Team Rubicon Resident-Mitigation Project Labeled as Huge Success
Rick Langenberg
Green Mountain Falls is no stranger to disasters from colossal snow storms and floods to horrific fires and road carnage.
If you live and socialize in GMF, be prepared for the worst when traveling across its rough and tumble gravel network, where vehicles and delivery trucks often get stuck.
And in recent months, the problems associated with tree nuisances and wildfire scares has echoed across town in increased volume, as a fire mitigation committee tries to mobilize residents towards reaching a common goal: making their properties safer.
But unfortunately, many residents don’t have the money or resources to fulfill this objective.
Through an unprecedented collaborative effort, the town finally received an outpouring of relief as the national disaster relief and humanitarian volunteer organization, Team Rubicon, arrived in late August. Through cooperation by the GMF staff and volunteer planning organizations, the team spent at least four days in GMF, cleaning up targeted properties and performing much tree mitigation work and ridding private lands of excessive vegetation. They were decked out in official gear and were spotted throughout town for several days grappling with problem properties and select areas throughout the community.
Their work drew comparisons to Rubicon activity in areas shattered by natural disasters.

····················

## Requests
- a) According to the article on Team Rubicon's work in Green Mountain Falls, how long did the team spend in town?
- b) Continue the article on Team Rubicon's mitigation project in Green Mountain Falls from its last sentence.

····················

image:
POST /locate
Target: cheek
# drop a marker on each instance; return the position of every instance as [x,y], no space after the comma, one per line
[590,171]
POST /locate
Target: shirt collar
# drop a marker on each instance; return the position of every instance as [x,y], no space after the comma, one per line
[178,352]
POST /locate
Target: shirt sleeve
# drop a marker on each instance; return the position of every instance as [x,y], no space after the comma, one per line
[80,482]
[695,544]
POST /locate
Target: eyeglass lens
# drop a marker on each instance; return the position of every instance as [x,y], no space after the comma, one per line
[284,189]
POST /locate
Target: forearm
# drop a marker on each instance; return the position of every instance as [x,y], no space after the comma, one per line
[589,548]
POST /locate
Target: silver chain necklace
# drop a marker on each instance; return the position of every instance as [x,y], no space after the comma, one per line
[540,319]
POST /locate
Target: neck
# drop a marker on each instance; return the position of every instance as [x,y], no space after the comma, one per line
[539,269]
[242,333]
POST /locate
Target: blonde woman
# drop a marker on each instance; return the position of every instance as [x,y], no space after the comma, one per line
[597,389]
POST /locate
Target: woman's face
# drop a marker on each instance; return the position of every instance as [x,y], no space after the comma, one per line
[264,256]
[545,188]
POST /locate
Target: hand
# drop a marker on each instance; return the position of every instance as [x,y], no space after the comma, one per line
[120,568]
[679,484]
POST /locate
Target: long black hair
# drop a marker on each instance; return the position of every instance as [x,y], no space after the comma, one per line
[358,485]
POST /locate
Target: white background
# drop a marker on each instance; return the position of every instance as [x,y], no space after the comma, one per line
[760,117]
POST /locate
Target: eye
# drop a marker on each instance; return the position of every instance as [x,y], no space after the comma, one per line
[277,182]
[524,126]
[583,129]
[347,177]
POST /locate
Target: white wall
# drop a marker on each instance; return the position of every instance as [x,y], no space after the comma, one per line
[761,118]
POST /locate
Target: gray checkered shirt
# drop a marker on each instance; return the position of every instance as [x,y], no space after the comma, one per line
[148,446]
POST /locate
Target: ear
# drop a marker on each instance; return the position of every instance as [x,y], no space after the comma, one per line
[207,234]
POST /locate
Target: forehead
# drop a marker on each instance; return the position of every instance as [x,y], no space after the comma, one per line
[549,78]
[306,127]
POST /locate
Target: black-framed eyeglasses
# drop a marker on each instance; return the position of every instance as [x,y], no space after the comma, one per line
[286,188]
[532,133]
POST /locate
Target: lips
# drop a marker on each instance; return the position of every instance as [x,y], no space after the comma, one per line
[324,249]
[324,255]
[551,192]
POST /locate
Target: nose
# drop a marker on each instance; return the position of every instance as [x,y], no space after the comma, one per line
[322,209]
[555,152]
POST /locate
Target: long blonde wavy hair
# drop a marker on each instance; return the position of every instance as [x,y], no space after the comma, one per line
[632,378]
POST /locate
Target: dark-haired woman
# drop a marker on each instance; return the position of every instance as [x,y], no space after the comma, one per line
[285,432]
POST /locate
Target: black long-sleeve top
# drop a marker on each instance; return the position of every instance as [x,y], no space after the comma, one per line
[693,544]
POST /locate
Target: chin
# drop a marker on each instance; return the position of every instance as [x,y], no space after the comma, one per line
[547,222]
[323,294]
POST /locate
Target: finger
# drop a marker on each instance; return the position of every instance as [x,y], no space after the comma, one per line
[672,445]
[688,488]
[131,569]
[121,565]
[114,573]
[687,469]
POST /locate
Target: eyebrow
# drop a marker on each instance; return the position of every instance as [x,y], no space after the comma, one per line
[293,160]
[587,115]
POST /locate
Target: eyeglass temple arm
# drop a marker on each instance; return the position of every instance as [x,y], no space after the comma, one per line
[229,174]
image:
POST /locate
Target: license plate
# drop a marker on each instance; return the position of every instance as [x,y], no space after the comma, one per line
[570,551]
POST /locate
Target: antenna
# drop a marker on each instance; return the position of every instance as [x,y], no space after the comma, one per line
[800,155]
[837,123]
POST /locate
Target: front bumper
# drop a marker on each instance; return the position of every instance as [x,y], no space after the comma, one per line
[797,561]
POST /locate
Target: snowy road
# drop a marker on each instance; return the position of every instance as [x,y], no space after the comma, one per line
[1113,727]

····················

## Solved tasks
- a) At least four days.

- b)
According to their website, the team is a “veteran-led humanitarian organization, built to serve global communities before, during and after disasters and crises. For us, no operation is too large or small. We go where disaster strikes, helping the people that need us most, in the moments they need us most.”
And in the last several years, GMF has not been lacking in disastrous events, although 2024 has been tamer than past summer seasons.
They were stationed at the Church in the Wildwood, which served as the group’s command center. “It was a real honor to host them,” said Darlene Avery, the pastor at the Church in the Wildwood, and a Red Cross worker herself. She said some of the church members were recipients of the free work provided and were grateful for the help they received. A visible sign, displayed at the church entrance, pretty much captured the theme of gratitude for their work.
Altogether, it is estimated that the value of the work provided by Team Rubicon exceeded the $25,000 level. “It was fairly significant,” said David Douglas, chairman of the town’s Fire Mitigation Committee, which has taken a lead role in an ambitious campaign to make GMF safer from wildfire threats and to develop evacuation plans. Douglas, who addressed the board of trustees at a recent meeting, said the group’s mission was to tackle problem areas from the mitigation planning stages to project execution.
More than 30 Rubicon team members participated in the disaster relief project in GMF. The properties chosen for the work was based on earlier interest expressed by property owners, who sought mitigation relief, but didn’t have the resources or physical ability to do the needed work themselves.
Mayor Todd Dixon labeled the project as a huge success, and hopes it sets the stage for more operations by Team Rubicon in GMF, which doesn’t have a shortage of disaster-prone properties and areas. “From everything I have heard, it went very well. They did work all over town. Hopefully, they will be back.”
In addition, the mayor hopes the mitigation work will serve as a catalyst for other residents to jump on the mitigation bandwagon.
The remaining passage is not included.